> _REQUIRED WORK_
Count the lines in the data below that contain the word "uniform". Reply with the number alone.
+++
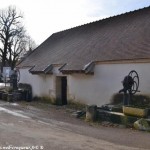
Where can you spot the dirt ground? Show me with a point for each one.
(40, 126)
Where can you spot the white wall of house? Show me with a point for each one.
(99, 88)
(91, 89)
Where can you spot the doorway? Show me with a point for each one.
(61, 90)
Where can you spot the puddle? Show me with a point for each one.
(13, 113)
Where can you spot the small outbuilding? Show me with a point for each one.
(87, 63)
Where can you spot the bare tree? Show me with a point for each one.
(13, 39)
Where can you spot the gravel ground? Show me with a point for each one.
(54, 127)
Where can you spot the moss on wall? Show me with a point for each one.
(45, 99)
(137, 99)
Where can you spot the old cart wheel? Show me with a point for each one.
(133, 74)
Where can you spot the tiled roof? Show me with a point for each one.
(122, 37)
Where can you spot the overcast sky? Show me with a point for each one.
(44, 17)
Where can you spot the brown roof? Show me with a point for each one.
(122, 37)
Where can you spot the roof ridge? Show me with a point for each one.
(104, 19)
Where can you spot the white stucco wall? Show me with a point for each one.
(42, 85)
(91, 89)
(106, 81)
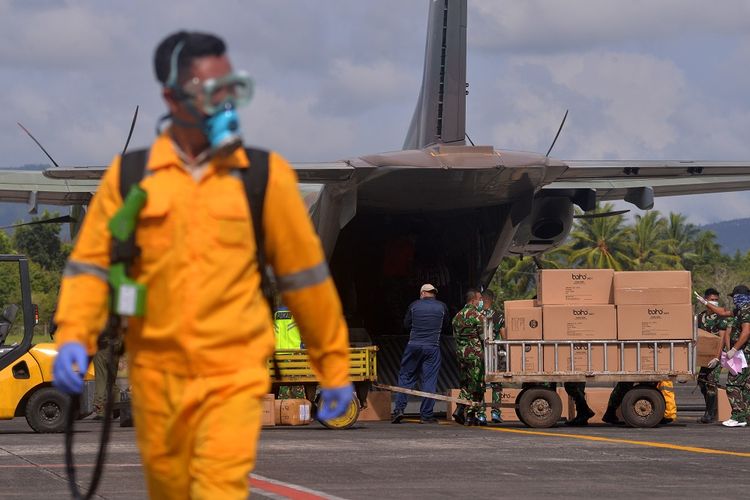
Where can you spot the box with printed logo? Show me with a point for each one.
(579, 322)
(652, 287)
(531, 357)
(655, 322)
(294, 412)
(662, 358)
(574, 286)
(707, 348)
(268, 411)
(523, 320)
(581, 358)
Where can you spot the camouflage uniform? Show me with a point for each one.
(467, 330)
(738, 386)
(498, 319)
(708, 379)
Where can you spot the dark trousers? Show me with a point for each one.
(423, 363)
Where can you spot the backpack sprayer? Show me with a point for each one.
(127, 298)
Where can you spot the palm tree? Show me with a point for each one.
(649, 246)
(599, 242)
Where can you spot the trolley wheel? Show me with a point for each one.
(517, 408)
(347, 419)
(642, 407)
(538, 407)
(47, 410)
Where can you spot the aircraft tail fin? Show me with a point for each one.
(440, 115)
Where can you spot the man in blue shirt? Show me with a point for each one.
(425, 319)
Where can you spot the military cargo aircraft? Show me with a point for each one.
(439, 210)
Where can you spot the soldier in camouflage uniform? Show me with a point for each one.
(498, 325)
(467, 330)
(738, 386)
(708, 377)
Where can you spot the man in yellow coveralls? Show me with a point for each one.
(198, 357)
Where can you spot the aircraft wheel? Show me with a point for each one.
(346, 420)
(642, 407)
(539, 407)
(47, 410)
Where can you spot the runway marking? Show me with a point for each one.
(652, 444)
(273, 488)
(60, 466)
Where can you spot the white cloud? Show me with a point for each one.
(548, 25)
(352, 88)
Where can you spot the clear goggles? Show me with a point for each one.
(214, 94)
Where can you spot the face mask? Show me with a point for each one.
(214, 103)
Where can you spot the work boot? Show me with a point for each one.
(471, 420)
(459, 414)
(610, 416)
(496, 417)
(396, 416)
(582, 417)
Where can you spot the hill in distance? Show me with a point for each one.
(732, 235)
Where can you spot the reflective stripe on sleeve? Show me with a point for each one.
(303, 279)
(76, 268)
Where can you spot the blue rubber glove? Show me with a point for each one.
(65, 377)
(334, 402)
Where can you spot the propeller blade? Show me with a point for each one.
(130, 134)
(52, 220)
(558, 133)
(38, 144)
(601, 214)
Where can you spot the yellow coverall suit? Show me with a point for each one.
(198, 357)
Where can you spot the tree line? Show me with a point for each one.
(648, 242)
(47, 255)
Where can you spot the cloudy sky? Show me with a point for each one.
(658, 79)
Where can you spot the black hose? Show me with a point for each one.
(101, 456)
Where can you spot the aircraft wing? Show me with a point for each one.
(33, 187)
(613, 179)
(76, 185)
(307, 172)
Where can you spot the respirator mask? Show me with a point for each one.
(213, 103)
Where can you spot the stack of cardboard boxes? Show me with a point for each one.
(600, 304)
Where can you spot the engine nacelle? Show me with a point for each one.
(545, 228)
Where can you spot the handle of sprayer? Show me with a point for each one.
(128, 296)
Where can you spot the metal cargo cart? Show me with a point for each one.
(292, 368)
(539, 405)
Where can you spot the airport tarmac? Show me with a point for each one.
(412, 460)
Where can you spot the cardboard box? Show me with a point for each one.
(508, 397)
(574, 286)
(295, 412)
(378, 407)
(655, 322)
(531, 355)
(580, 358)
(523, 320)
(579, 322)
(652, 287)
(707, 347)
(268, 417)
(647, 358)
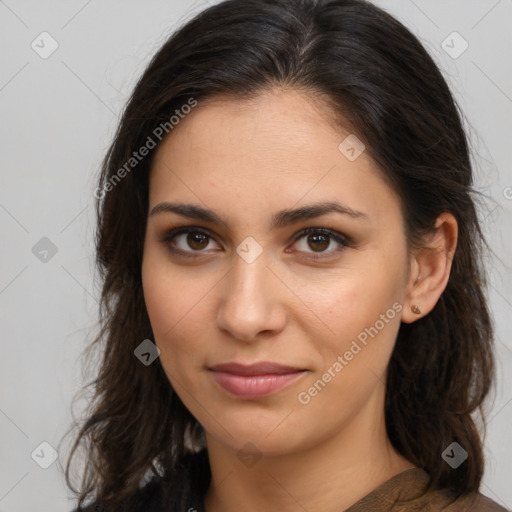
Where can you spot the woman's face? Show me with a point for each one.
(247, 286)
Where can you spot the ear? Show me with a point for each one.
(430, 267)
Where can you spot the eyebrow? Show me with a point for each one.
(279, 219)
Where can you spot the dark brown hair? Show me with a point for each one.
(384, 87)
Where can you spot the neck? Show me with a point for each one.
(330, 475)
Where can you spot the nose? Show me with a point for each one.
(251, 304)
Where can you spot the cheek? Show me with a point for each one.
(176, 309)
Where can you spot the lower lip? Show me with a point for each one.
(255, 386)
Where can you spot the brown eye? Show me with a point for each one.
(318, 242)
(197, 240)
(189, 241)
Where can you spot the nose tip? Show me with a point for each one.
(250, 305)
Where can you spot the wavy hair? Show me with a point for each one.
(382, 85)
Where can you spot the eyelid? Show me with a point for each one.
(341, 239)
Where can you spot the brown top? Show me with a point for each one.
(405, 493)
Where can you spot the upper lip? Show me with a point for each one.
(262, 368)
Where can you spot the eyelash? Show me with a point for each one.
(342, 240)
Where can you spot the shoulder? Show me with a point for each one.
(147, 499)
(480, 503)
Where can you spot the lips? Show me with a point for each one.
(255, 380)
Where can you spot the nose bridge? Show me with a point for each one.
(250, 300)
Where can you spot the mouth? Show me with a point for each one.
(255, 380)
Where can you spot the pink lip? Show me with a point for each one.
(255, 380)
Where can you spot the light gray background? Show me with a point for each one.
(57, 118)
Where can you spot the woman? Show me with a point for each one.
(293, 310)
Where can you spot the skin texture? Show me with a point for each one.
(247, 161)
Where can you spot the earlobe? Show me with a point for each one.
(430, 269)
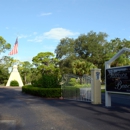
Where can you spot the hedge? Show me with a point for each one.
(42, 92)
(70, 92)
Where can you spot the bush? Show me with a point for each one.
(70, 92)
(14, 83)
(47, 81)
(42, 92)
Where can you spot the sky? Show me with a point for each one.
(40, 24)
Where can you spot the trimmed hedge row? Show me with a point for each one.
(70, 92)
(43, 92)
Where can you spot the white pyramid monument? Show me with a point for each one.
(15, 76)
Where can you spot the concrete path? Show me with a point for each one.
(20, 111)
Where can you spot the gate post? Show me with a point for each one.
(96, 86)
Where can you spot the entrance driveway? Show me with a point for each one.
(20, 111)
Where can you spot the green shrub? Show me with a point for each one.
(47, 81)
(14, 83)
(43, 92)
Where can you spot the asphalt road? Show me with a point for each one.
+++
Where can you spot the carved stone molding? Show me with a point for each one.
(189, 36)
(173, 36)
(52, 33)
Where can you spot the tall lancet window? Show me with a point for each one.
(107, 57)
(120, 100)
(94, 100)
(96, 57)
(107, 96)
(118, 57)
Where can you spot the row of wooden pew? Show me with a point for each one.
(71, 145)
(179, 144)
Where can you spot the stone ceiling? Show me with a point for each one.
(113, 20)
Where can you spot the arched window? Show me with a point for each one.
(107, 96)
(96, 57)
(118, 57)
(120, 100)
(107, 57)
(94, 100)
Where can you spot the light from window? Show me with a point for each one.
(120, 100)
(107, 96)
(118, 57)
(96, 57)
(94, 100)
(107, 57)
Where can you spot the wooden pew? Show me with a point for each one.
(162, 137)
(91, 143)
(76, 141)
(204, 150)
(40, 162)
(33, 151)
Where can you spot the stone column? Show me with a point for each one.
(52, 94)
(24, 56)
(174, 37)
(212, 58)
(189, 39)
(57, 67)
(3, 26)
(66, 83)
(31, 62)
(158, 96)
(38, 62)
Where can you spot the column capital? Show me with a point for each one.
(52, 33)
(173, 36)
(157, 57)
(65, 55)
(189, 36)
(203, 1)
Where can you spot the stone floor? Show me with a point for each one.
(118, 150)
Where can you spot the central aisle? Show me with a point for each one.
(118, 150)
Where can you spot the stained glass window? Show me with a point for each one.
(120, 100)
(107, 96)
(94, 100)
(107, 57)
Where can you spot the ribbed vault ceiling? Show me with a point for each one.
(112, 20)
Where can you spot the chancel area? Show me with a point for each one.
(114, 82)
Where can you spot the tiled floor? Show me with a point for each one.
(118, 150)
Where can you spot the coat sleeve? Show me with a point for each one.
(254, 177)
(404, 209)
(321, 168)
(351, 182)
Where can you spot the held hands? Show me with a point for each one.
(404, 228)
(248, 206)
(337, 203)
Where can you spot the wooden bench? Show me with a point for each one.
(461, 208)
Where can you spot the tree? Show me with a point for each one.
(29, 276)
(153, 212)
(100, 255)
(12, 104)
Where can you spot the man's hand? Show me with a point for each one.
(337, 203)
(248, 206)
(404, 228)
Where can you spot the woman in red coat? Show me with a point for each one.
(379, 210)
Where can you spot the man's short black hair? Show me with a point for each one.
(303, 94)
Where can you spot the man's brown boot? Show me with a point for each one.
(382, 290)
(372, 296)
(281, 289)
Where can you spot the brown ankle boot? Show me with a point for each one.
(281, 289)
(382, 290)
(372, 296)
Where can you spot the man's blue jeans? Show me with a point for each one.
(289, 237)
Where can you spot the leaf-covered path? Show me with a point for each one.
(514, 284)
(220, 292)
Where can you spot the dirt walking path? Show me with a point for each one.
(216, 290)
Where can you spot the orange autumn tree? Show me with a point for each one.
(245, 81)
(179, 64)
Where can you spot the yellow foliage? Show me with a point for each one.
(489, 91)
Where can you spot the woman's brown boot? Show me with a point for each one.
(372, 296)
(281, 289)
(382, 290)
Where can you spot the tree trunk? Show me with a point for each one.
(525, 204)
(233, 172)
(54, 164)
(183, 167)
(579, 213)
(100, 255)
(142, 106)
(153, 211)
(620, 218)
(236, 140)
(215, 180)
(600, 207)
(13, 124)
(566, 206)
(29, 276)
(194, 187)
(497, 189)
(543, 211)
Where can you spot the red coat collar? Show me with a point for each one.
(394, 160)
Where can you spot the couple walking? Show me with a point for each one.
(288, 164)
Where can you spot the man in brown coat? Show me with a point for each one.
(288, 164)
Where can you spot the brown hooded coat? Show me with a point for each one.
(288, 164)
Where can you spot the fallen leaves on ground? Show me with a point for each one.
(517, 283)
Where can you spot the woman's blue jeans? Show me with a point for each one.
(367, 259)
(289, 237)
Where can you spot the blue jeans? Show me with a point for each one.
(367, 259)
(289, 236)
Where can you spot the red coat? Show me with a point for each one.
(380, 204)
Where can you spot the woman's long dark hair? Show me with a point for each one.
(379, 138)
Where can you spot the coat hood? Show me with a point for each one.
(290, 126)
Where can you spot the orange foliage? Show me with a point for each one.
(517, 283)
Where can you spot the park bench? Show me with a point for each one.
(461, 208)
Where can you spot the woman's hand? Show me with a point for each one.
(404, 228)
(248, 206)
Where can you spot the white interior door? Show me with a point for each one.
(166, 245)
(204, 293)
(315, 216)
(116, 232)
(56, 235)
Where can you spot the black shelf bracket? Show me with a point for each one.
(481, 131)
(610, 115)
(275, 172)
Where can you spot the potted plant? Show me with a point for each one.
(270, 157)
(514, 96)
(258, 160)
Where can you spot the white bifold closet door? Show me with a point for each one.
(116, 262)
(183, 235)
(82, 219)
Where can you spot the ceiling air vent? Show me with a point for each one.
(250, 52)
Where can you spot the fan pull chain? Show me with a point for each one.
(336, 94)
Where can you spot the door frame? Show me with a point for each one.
+++
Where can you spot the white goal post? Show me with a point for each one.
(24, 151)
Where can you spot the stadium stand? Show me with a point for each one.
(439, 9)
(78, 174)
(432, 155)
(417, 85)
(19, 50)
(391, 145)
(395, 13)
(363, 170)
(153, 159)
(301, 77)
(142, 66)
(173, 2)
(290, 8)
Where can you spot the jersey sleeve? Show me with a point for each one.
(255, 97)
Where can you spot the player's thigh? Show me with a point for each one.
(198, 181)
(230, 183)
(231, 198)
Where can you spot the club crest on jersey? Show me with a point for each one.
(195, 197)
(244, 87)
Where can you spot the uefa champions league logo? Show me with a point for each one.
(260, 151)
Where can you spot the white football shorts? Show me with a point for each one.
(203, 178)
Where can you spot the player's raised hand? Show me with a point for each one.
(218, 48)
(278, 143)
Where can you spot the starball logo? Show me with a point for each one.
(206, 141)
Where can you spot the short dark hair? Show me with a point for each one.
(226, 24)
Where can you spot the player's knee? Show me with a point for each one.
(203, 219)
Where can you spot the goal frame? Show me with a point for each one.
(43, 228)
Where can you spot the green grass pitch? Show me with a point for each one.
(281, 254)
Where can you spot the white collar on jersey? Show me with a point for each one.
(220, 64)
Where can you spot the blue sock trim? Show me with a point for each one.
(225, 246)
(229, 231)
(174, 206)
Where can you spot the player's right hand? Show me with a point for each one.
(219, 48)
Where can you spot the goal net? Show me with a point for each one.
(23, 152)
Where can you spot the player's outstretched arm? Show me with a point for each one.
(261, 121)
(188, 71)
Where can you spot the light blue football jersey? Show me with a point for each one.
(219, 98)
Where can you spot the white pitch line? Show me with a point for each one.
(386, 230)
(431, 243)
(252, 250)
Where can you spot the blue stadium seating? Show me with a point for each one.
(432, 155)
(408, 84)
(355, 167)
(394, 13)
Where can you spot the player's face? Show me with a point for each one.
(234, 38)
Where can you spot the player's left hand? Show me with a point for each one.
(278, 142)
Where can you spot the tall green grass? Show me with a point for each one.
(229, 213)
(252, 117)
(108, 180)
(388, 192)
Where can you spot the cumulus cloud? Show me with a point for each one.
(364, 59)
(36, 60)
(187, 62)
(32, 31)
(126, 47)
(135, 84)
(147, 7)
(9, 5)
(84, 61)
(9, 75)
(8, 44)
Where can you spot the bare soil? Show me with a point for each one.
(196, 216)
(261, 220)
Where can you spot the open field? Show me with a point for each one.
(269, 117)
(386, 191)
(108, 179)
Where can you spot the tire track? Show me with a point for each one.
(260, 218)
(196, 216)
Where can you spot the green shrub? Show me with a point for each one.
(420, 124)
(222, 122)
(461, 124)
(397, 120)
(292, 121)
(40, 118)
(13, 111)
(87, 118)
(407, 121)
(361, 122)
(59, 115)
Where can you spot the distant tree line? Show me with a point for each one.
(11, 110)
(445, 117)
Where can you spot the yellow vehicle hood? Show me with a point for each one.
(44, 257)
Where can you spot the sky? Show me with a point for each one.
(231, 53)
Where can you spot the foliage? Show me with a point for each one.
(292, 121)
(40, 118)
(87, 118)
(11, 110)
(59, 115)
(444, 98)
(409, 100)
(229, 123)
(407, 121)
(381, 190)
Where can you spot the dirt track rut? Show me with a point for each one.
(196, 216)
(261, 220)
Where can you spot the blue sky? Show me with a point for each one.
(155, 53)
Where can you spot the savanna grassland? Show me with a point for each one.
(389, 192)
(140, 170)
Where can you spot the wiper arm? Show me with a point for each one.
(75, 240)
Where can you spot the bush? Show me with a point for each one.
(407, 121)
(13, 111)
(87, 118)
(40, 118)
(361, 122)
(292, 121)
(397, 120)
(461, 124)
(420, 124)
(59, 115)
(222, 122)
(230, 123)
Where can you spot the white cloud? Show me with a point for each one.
+++
> _IN RESPONSE_
2